**Try it**
Each record below needs to be retyped exactly.

**Records shown**
========================================

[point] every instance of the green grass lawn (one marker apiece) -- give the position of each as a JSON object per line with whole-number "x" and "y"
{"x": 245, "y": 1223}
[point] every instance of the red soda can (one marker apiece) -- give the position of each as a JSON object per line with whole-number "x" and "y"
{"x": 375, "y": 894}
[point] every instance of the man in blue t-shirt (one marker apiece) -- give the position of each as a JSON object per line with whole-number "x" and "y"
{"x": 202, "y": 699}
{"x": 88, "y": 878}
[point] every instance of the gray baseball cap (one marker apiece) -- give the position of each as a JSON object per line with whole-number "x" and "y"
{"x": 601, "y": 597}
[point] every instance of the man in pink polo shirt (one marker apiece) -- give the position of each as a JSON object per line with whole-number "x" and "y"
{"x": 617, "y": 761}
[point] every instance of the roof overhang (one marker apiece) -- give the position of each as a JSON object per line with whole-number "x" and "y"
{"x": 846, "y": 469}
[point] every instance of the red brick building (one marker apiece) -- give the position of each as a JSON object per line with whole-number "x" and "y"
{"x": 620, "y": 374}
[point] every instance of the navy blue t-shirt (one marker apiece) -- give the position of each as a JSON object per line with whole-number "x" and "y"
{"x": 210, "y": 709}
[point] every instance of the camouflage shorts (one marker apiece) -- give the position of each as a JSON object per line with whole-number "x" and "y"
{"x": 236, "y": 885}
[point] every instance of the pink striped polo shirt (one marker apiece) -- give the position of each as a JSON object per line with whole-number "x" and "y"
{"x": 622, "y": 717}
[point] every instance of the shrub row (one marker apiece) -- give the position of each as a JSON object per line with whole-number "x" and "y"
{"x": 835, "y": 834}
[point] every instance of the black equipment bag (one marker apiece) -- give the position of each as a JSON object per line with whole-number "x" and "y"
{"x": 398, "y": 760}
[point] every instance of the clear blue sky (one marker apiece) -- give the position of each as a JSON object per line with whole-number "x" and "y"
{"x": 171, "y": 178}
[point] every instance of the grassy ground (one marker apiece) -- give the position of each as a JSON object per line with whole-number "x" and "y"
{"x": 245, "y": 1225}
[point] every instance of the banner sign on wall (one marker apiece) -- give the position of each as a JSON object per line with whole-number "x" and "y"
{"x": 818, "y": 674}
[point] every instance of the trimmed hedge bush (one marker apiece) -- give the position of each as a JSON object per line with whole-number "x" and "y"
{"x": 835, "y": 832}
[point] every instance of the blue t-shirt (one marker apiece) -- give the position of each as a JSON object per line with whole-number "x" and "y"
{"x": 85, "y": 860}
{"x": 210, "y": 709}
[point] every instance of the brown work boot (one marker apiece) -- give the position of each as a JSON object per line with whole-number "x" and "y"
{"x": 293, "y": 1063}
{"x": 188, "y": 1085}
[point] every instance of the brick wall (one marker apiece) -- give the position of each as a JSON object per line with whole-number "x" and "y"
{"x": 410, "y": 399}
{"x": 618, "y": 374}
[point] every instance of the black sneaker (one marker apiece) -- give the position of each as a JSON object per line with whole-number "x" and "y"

========================================

**Task response**
[point] every instance of the green grass lawn (one marker apiece) -- give the position of each as a JSON object per line with whole-number "x" and "y"
{"x": 245, "y": 1223}
[point] every instance of the red soda can (one marker apiece) -- give the position of each as a JSON object per line with whole-number "x" and "y"
{"x": 375, "y": 894}
[point] every instance of the man in blue t-shirt (one marker apiece) -- give the position of each as a JSON object per line with whole-number "x" and "y"
{"x": 202, "y": 699}
{"x": 88, "y": 878}
[point] every instance of the gray baseball cap (one marker apiece) -- give the position of each as a JSON object per line with whole-number "x" and "y"
{"x": 601, "y": 597}
[point] every instance of the man in pink polo shirt (one marker apiece) -- give the position of each as a JSON object per line with whole-number "x" and "y"
{"x": 617, "y": 761}
[point] every instance of the roof overhang (one marker apiece) -- give the position of each as a JSON object per line with whole-number "x" and "y"
{"x": 846, "y": 469}
[point] every instance of the red brick building (one marker apiece) -- give the position of each as a JSON object per line with whole-number "x" and "y"
{"x": 620, "y": 374}
[point] every instance of the navy blue t-shirt (one marker apiece) -- give the position of each as a JSON object per line with whole-number "x" and "y"
{"x": 210, "y": 709}
[point] every instance of the camouflage shorts (one marker apiece) -- give the position of each as a JSON object per line with whole-number "x" and "y"
{"x": 236, "y": 885}
[point] every instance of the pink striped polo shirt (one marker apiece) -- give the position of each as a JSON object per line with whole-number "x" and "y"
{"x": 622, "y": 717}
[point] every instance of the shrub row (one marker apiece) -- give the position of each as a JSON object per line with whole-number "x" and "y"
{"x": 835, "y": 834}
[point] every instance of the black equipment bag (one marker apiece) -- give the position of each as a JSON object per line with whole-number "x" and "y"
{"x": 398, "y": 760}
[point] every instance of the clear blue sky (one marker apiece) -- give the position of each as a JSON object per line with whole-number "x" and "y"
{"x": 171, "y": 178}
[point] every instance of the grassy ground (one marker apiece) -- give the position of each as a JSON object per line with whole-number "x" and "y"
{"x": 245, "y": 1225}
[point] every instance of the banner sign on wall (one marker apiece) -- give the position of each as a JSON object per line with whole-number "x" and "y"
{"x": 818, "y": 674}
[point] every instance of the trimmed hedge bush (one marker apiece) -- give the position of each as a JSON object per line with whole-number "x" and "y"
{"x": 835, "y": 832}
[point] every instance of the blue t-shirt (one marker apiece) -- give the position of each as a JSON object per line with whole-number "x" and "y"
{"x": 85, "y": 860}
{"x": 210, "y": 709}
[point] every instance of the brown work boot (one marker apiece) -- give the position of each as a JSON object per line with whole-number "x" and "y"
{"x": 293, "y": 1063}
{"x": 188, "y": 1085}
[point] every instance of the brick wall (one marker apiece) -- give the position of each as a JSON object per line with whole-number "x" and "y"
{"x": 410, "y": 399}
{"x": 618, "y": 374}
[point] every instance of the black sneaker (one marker apiece) -- give the position of each as a JSON object per line with whole-number "x" and "y"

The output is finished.